### Records
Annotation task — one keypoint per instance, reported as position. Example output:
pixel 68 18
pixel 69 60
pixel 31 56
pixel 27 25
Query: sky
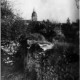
pixel 54 10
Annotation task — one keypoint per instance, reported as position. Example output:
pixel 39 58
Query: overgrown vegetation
pixel 61 62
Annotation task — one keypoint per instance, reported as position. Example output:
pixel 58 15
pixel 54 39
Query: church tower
pixel 34 15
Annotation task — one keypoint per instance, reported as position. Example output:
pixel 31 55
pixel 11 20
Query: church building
pixel 34 16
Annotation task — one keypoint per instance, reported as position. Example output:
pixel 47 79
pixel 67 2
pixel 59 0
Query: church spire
pixel 34 15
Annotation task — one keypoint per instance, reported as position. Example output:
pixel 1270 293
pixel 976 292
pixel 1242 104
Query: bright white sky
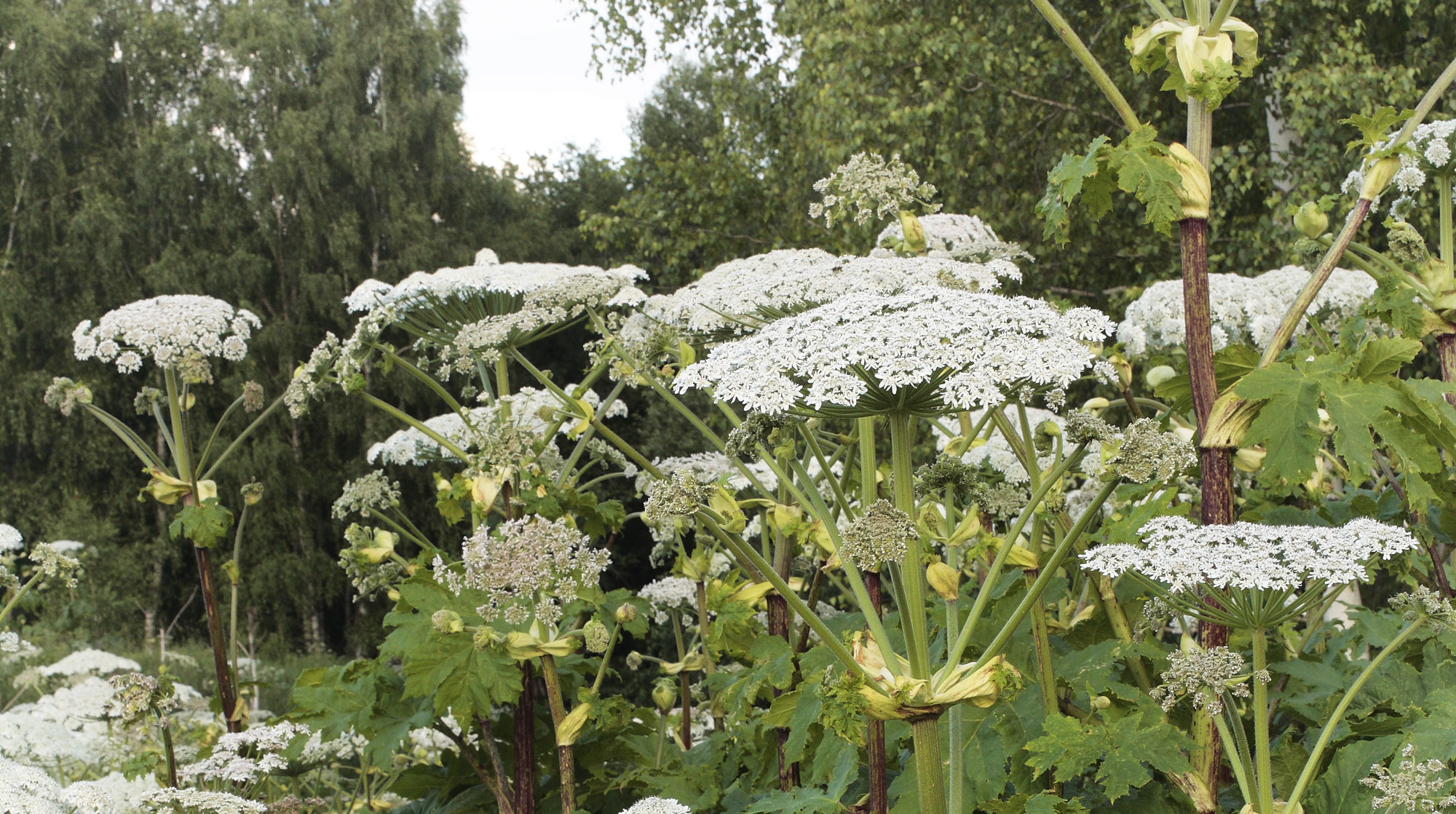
pixel 531 87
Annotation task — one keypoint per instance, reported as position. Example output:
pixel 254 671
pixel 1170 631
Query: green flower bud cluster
pixel 882 535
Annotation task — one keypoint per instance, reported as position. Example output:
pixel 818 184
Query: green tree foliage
pixel 273 155
pixel 984 101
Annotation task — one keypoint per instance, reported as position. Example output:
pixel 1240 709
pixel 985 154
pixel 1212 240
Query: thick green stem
pixel 925 736
pixel 564 758
pixel 912 573
pixel 1233 748
pixel 1090 63
pixel 1444 193
pixel 1308 774
pixel 1263 765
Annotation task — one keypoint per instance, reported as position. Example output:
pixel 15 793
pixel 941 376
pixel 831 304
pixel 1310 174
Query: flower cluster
pixel 486 276
pixel 866 187
pixel 1243 309
pixel 669 593
pixel 1203 676
pixel 705 468
pixel 248 756
pixel 944 232
pixel 531 410
pixel 11 540
pixel 1419 786
pixel 882 535
pixel 199 802
pixel 170 330
pixel 91 663
pixel 139 695
pixel 657 806
pixel 937 347
pixel 373 491
pixel 740 295
pixel 1429 152
pixel 1147 454
pixel 526 567
pixel 1249 556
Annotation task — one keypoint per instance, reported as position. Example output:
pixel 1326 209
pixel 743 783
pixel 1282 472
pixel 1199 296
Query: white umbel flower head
pixel 669 593
pixel 532 410
pixel 11 540
pixel 944 232
pixel 487 276
pixel 740 295
pixel 528 567
pixel 657 806
pixel 924 352
pixel 91 663
pixel 199 802
pixel 1250 556
pixel 170 330
pixel 1244 309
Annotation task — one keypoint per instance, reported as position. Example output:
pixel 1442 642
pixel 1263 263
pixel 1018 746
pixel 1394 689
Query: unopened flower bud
pixel 596 637
pixel 1160 375
pixel 663 695
pixel 1310 221
pixel 1249 459
pixel 446 621
pixel 946 580
pixel 253 493
pixel 1196 190
pixel 1378 177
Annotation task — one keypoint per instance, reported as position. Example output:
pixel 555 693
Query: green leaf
pixel 205 523
pixel 449 668
pixel 1374 127
pixel 1065 183
pixel 1144 171
pixel 1288 423
pixel 1385 356
pixel 1339 790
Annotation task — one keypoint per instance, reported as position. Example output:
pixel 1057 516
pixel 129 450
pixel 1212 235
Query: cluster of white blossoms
pixel 657 806
pixel 11 540
pixel 170 330
pixel 1249 556
pixel 526 567
pixel 66 730
pixel 1431 152
pixel 199 802
pixel 250 756
pixel 670 593
pixel 743 293
pixel 869 186
pixel 707 470
pixel 532 410
pixel 91 663
pixel 944 232
pixel 963 349
pixel 486 276
pixel 1243 309
pixel 1416 786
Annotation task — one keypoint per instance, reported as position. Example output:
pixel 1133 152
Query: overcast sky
pixel 531 87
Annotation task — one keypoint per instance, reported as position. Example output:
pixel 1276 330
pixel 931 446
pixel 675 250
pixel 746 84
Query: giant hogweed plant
pixel 181 337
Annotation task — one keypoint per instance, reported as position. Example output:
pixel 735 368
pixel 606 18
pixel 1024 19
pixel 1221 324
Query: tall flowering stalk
pixel 1254 579
pixel 181 336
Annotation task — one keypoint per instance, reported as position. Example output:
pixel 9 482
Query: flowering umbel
pixel 528 569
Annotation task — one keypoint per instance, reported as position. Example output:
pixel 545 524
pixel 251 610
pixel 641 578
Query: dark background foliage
pixel 276 154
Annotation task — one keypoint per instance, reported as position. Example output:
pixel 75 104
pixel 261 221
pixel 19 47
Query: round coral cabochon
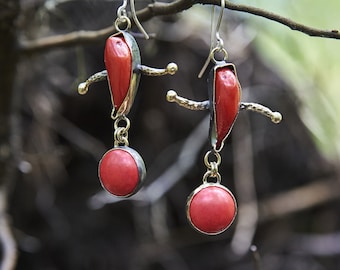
pixel 211 208
pixel 121 171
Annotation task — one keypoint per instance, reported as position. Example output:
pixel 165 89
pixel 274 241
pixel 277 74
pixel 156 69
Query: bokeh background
pixel 284 177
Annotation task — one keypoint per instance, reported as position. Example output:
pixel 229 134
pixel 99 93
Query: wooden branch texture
pixel 159 9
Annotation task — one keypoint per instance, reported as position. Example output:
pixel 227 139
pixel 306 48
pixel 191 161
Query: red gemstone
pixel 120 172
pixel 227 100
pixel 118 62
pixel 211 208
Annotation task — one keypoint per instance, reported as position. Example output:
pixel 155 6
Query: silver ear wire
pixel 216 42
pixel 138 24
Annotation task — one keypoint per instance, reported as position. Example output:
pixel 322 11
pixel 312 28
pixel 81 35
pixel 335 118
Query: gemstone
pixel 211 208
pixel 227 100
pixel 118 62
pixel 121 171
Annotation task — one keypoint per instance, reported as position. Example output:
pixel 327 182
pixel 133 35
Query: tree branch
pixel 159 9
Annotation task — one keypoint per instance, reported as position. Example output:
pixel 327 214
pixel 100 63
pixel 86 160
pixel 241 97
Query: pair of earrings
pixel 211 208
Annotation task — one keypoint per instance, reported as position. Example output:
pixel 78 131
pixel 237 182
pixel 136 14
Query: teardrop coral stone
pixel 118 62
pixel 227 100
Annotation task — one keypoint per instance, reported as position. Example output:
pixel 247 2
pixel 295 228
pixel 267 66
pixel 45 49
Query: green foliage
pixel 311 65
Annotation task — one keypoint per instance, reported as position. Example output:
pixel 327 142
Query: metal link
pixel 121 132
pixel 212 167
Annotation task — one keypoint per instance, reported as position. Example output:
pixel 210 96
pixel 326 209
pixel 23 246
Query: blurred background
pixel 284 177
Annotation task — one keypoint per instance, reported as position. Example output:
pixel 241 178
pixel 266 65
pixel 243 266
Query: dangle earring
pixel 211 208
pixel 121 170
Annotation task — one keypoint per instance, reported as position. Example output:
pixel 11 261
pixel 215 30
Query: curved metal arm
pixel 97 77
pixel 276 117
pixel 170 69
pixel 172 96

### What is being asked
Reproduce the lines above verbatim, from the first line through the line containing "pixel 61 62", including both ends, and omit the pictures.

### Solved problem
Annotation task — one keypoint per instance, reported as position. Example output:
pixel 68 18
pixel 69 60
pixel 31 56
pixel 27 25
Query: sky
pixel 54 10
Annotation task — one keypoint per instance, reported as position. Example output:
pixel 39 58
Query: overgrown vegetation
pixel 61 62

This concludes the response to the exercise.